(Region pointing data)
↓
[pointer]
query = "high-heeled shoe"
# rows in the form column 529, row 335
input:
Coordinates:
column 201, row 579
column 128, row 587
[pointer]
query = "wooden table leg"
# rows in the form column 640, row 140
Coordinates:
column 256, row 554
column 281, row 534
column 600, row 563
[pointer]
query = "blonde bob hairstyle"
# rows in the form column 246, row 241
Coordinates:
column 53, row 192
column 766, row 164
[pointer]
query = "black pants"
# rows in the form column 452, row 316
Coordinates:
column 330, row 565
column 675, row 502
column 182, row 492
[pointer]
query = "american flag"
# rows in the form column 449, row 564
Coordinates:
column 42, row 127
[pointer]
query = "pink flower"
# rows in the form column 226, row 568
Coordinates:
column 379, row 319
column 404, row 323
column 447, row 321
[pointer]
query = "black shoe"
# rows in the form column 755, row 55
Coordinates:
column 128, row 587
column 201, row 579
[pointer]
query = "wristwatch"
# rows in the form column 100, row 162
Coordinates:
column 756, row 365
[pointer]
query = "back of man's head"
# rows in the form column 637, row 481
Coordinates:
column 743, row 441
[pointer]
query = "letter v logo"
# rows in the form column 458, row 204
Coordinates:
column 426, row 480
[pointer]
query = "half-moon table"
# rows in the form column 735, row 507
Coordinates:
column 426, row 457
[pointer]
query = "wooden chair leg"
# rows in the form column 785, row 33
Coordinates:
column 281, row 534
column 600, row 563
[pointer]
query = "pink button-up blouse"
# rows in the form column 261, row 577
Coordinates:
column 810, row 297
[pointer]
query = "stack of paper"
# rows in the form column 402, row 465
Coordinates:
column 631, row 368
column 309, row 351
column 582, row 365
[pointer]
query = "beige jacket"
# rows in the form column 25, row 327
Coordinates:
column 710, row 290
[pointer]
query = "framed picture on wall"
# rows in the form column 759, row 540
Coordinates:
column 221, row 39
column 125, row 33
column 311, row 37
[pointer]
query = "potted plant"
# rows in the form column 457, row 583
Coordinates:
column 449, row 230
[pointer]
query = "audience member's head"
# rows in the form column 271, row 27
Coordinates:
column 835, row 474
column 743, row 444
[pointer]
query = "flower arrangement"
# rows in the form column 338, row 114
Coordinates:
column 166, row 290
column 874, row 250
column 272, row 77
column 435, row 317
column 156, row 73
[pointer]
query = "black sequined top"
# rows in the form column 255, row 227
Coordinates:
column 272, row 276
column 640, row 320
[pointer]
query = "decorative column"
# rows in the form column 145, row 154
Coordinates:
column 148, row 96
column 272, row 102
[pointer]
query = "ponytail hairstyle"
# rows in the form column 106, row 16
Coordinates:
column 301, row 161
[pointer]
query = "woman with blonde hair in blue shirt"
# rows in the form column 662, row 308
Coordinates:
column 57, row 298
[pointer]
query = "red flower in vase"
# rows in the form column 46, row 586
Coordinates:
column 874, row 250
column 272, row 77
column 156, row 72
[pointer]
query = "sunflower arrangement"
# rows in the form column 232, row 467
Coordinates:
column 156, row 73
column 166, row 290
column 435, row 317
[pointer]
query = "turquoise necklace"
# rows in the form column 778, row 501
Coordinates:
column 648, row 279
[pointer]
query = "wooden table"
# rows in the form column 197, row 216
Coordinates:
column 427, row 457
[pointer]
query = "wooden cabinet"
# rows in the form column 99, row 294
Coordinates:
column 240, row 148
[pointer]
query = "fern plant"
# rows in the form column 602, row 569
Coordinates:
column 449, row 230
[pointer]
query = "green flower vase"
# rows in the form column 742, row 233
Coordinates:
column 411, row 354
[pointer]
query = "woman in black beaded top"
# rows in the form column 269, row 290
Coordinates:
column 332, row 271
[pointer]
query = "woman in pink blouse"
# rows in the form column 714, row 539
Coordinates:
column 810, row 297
↑
_WORK ORDER_
Each line above that contains the word "blouse" should be returned.

_EXERCISE SOLUTION_
query = "pink button-up blouse"
query = "woman in pink blouse"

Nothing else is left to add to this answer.